Текст для чтения.
╭──
Нильс наш продолжал болеть, перенес еще несколько операций, но в промежутках был такой же неугомонный, такой же ребенок, как всегда. Порой ему становилось очень плохо, особенно перед самым концом. Он жаловался, еле ходил, на улице, пописав, сразу ложился и скулил, как маленький. Но если рядом проходила собака, вдруг – и откуда только бралась сила – вскакивал и рвался с поводка драться. Вот что значит инстинкт.
Примерно за год до отъезда Алеша прошел собеседование по телефону, никаких проблем не вызвавшее, ему оставалось защитить диплом в петербургском университете и ехать учиться дальше в Гарварде. Так и случилось, Алеша уехал, забрав все наши деньги, которых было мало, я не умел копить, мы все тратили на жизнь, аспирантура предполагала, что Алешке будут оплачивать и проживание, и стипендию. Мы только не знали, что только первые два года, после которых он должен будет все больше и больше платить сам, но мы многого не знали.
╰──
Фрагмент набора данных.
╭──
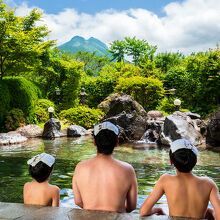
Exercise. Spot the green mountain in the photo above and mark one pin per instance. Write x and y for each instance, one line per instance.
(78, 43)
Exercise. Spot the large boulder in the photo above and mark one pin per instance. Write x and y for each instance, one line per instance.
(31, 131)
(183, 125)
(76, 131)
(127, 114)
(11, 138)
(213, 131)
(52, 129)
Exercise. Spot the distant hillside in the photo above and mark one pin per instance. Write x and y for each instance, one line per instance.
(78, 43)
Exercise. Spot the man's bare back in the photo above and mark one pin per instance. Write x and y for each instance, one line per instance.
(189, 194)
(41, 194)
(103, 183)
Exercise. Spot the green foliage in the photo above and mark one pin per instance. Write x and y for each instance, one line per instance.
(131, 47)
(4, 101)
(41, 110)
(120, 69)
(98, 89)
(60, 70)
(118, 50)
(146, 91)
(21, 41)
(92, 63)
(83, 116)
(139, 48)
(14, 119)
(197, 81)
(166, 60)
(23, 95)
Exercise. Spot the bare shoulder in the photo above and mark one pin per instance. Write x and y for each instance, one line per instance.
(54, 188)
(165, 178)
(27, 185)
(124, 165)
(84, 163)
(207, 180)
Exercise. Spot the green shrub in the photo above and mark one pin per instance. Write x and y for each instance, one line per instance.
(24, 95)
(4, 102)
(167, 105)
(14, 119)
(98, 89)
(41, 111)
(146, 91)
(82, 115)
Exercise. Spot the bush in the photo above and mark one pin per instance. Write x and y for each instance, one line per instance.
(4, 101)
(82, 115)
(41, 111)
(167, 105)
(146, 91)
(24, 95)
(14, 119)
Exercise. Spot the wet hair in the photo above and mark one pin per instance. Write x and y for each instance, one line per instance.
(105, 141)
(40, 172)
(183, 159)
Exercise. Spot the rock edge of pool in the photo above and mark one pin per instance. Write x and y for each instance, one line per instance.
(21, 211)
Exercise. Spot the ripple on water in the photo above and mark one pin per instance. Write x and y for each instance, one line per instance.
(149, 164)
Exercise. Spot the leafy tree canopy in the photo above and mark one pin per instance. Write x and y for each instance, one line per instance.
(21, 41)
(131, 47)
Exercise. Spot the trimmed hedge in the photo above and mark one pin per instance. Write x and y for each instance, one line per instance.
(4, 102)
(23, 95)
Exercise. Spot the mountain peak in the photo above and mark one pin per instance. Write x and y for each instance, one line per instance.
(78, 43)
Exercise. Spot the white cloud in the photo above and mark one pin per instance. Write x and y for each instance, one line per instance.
(192, 25)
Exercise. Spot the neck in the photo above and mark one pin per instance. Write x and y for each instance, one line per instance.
(104, 156)
(184, 174)
(45, 181)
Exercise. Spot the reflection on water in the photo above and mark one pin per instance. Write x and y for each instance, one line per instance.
(149, 161)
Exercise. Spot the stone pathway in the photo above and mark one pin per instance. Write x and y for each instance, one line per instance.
(33, 212)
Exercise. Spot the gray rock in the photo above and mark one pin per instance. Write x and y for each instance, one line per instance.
(13, 138)
(52, 129)
(192, 115)
(180, 125)
(30, 130)
(154, 114)
(213, 131)
(153, 130)
(76, 131)
(127, 114)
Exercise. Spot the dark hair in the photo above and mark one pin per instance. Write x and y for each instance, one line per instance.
(183, 159)
(40, 172)
(105, 141)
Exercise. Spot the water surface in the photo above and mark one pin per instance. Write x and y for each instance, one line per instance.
(149, 162)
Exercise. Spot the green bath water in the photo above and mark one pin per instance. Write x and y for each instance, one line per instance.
(149, 162)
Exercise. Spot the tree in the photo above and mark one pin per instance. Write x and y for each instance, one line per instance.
(59, 70)
(133, 48)
(139, 48)
(21, 41)
(166, 60)
(92, 63)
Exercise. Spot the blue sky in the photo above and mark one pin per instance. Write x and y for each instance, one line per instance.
(185, 25)
(94, 6)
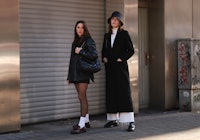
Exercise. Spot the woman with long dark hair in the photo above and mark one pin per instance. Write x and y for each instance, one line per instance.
(79, 78)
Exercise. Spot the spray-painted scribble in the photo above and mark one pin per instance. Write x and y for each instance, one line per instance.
(184, 64)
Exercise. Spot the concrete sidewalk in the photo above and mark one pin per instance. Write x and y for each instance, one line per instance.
(172, 125)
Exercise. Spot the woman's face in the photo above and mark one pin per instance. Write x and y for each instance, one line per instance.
(79, 29)
(115, 22)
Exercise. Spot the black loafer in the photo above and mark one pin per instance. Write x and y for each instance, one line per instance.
(87, 125)
(111, 124)
(78, 130)
(131, 127)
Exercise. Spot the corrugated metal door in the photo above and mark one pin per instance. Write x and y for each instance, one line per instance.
(46, 34)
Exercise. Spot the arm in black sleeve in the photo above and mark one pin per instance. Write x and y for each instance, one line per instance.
(103, 51)
(129, 50)
(89, 51)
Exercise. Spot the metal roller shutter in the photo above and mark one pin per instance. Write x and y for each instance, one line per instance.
(46, 34)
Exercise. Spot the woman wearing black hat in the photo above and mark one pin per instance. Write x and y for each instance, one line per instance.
(117, 49)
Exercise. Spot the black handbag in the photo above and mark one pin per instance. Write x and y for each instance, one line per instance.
(88, 65)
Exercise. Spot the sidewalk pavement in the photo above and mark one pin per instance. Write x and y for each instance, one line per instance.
(150, 125)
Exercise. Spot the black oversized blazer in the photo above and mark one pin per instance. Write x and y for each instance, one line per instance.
(118, 94)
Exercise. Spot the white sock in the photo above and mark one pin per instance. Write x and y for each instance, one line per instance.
(82, 122)
(87, 118)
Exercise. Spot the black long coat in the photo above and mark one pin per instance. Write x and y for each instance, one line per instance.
(75, 74)
(118, 94)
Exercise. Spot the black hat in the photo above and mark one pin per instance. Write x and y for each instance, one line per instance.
(118, 15)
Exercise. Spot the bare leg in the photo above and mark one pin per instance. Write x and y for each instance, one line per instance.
(82, 89)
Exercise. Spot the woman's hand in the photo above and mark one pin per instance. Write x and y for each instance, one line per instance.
(119, 60)
(105, 60)
(77, 50)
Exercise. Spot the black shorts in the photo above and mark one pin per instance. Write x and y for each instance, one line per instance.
(83, 81)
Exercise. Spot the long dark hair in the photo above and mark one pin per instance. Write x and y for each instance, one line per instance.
(110, 27)
(86, 33)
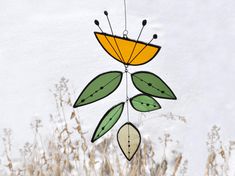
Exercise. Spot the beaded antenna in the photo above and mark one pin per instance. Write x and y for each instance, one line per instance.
(129, 53)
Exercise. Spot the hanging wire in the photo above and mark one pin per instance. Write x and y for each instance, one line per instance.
(127, 108)
(127, 96)
(125, 32)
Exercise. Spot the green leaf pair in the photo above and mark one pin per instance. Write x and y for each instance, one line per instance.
(99, 88)
(105, 84)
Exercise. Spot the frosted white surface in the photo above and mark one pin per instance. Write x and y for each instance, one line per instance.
(41, 41)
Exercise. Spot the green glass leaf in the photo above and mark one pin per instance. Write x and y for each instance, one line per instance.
(108, 121)
(144, 103)
(129, 139)
(151, 84)
(100, 87)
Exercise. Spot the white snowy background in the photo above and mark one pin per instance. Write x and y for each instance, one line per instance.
(41, 41)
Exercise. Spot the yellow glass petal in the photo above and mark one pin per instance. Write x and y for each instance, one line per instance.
(127, 51)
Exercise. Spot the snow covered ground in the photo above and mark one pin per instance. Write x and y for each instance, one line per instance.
(41, 41)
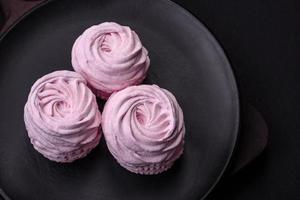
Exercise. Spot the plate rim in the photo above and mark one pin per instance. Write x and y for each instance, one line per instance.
(216, 45)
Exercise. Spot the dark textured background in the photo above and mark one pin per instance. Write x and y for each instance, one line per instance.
(262, 40)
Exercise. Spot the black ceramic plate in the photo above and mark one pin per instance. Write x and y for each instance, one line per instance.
(185, 59)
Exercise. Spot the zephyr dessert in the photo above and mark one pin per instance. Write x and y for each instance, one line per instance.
(110, 57)
(62, 116)
(144, 128)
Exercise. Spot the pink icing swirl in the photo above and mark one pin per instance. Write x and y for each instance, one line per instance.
(144, 128)
(62, 117)
(110, 57)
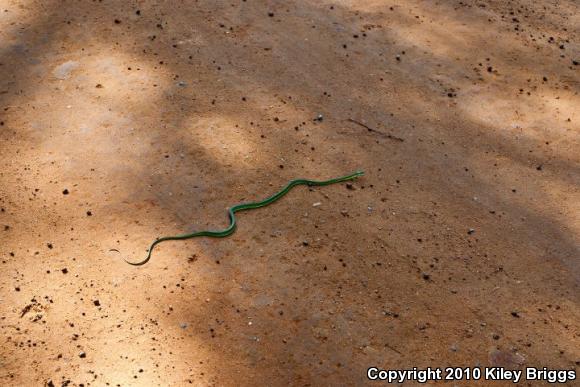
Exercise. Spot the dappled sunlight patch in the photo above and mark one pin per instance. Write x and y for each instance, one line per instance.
(226, 143)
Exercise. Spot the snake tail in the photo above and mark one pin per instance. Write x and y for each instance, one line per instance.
(244, 207)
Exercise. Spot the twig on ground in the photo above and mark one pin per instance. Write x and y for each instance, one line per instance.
(387, 135)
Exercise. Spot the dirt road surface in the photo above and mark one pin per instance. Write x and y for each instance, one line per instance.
(122, 121)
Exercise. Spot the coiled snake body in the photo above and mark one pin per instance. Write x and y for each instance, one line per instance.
(243, 207)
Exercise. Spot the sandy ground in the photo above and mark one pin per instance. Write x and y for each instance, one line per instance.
(122, 121)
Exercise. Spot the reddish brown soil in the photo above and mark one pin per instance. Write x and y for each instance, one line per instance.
(460, 246)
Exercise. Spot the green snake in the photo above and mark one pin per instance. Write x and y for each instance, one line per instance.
(243, 207)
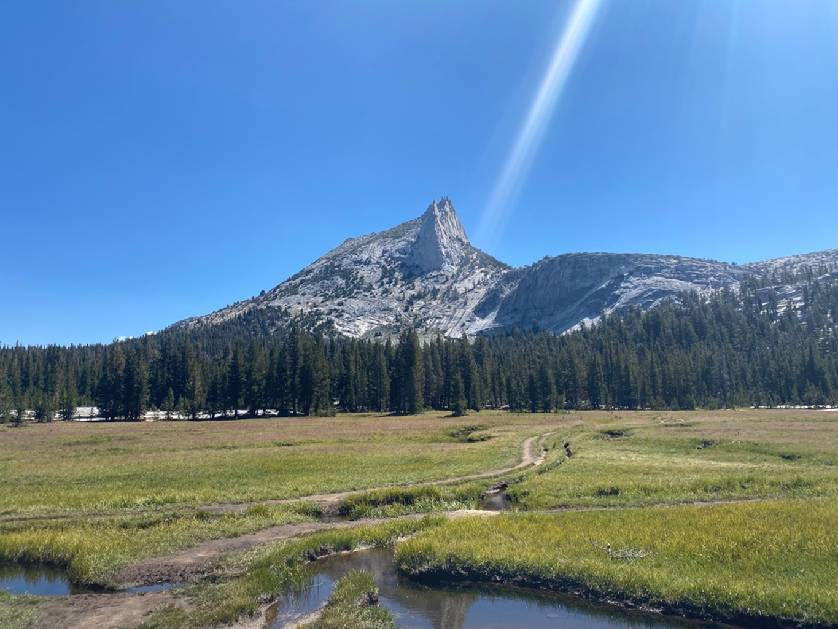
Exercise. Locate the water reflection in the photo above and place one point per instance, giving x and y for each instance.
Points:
(35, 579)
(448, 607)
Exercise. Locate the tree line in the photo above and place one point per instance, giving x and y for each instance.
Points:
(741, 348)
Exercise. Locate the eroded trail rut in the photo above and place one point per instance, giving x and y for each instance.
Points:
(532, 455)
(185, 564)
(111, 610)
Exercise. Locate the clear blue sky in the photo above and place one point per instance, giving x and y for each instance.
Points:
(161, 159)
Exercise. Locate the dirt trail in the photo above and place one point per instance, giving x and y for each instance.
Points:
(188, 563)
(532, 454)
(113, 610)
(103, 611)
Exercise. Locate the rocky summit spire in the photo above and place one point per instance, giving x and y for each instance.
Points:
(441, 241)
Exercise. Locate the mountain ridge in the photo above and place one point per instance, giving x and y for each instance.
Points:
(426, 273)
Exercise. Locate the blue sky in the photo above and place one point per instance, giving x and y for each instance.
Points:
(162, 159)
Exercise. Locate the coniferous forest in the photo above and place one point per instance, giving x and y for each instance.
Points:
(731, 349)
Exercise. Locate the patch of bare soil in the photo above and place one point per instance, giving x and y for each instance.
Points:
(103, 611)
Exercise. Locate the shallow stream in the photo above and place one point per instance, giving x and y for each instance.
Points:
(418, 606)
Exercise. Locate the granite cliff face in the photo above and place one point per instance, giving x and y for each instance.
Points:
(425, 273)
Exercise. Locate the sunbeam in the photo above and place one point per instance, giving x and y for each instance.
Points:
(532, 130)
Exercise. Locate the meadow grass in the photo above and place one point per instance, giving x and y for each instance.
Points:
(639, 459)
(354, 603)
(17, 611)
(262, 575)
(92, 549)
(88, 468)
(773, 560)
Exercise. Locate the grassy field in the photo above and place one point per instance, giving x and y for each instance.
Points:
(104, 467)
(93, 548)
(745, 561)
(270, 571)
(626, 459)
(99, 497)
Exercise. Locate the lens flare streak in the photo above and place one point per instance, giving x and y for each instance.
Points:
(544, 103)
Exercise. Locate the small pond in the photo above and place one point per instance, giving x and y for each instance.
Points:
(418, 606)
(39, 580)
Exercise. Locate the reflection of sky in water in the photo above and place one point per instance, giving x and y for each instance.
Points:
(418, 607)
(37, 580)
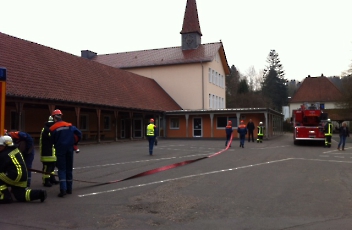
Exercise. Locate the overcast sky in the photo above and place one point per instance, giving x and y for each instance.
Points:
(311, 36)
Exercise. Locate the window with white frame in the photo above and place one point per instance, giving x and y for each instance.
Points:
(216, 78)
(210, 101)
(174, 123)
(83, 122)
(107, 123)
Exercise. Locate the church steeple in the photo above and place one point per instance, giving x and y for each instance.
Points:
(191, 34)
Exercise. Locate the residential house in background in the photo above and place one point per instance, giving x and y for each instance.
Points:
(113, 96)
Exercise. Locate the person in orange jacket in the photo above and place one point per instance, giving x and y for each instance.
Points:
(228, 131)
(242, 131)
(65, 136)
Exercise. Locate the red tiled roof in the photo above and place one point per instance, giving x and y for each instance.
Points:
(39, 72)
(191, 20)
(158, 57)
(316, 89)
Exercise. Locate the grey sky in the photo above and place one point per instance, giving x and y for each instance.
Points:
(311, 36)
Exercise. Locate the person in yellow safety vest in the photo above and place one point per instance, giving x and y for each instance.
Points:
(47, 154)
(260, 132)
(13, 173)
(151, 135)
(328, 133)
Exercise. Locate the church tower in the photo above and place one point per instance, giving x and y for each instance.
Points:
(191, 34)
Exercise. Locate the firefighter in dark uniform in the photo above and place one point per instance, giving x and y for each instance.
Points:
(13, 173)
(260, 132)
(228, 131)
(64, 136)
(328, 133)
(47, 154)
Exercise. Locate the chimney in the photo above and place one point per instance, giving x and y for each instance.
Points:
(88, 54)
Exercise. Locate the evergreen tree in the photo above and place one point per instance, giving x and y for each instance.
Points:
(274, 86)
(274, 63)
(232, 83)
(243, 87)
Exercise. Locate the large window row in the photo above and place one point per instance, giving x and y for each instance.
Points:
(216, 102)
(216, 78)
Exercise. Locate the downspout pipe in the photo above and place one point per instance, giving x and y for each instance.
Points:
(202, 85)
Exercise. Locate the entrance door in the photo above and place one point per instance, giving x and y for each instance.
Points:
(123, 129)
(197, 127)
(137, 127)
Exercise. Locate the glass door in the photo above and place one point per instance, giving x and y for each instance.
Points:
(197, 127)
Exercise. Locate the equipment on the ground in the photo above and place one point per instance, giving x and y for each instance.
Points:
(308, 123)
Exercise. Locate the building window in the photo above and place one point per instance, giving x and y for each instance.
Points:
(221, 122)
(107, 122)
(210, 101)
(83, 122)
(13, 121)
(216, 78)
(174, 123)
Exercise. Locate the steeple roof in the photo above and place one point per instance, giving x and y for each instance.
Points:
(191, 20)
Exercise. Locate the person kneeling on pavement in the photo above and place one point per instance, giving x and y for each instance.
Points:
(13, 173)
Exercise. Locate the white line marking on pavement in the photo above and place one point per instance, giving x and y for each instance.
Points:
(207, 173)
(275, 147)
(133, 162)
(179, 178)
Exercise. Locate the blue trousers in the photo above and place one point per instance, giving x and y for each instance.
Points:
(242, 138)
(64, 166)
(342, 142)
(28, 159)
(151, 140)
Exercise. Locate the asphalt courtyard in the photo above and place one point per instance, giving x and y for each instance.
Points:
(269, 185)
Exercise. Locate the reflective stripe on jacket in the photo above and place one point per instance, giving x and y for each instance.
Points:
╰──
Над чем работать. Продолжите текст о болезни пса Нильса и отъезде Алеши в Гарвард, начав сразу после его последнего предложения.

Решённое задание.
Нильс умер через месяц после отъезда Алеши. Я помню, мы поехали хоронить его на дороге на нашу дачу в Синявино, шел серый и плотный, как плащ, проливной дождь, мы несколько раз останавливались, пытаясь найти место, куда закопать нашего Нильсика, и ничего не находили. Нашли примерно на середине пути, там было несколько холмов в районе Разметелево, запомните, это место, оно еще всплывет позднее, я заехал на один из холмов с задней стороны, нашел место под каким-то чахлым кустом, и закопал нашу любимую родную собачку в черном полиэтиленовом пакете.
Танька перенесла это, казалось, легче меня, то есть менее эмоционально, но с отложенной реакцией. Пока Нильс болел, когда он умер, когда я рыл ему могилку и закопал, она поддерживала меня и излучала спокойную уверенность. Но, как часто у нее бывало, это сказалось на ее потребности запить горе алкоголем, и так как я далеко не всегда соглашался составить ей компанию, начала выпивать и без меня, покупая выпивку, пряча ее в желании избежать скандала. Мы прожили вместе уже более 25 лет, а я так и не понял, что ее сдержанность и пониженная эмоциональность, это просто форма защиты от чужих утешений, а больно ей также, если не сильнее.
Еще забыл рассказать, что почти сразу после отъезда родителей я затеял сразу два ремонта: на нашей квартире и на квартире родителей, Сашка Бардин посоветовал своего старого знакомого, инженера, не вылезавшего десятилетия назад с космодрома Байконур, а в перестройку вынужденный переквалифицироваться в специалиста по ремонту квартир.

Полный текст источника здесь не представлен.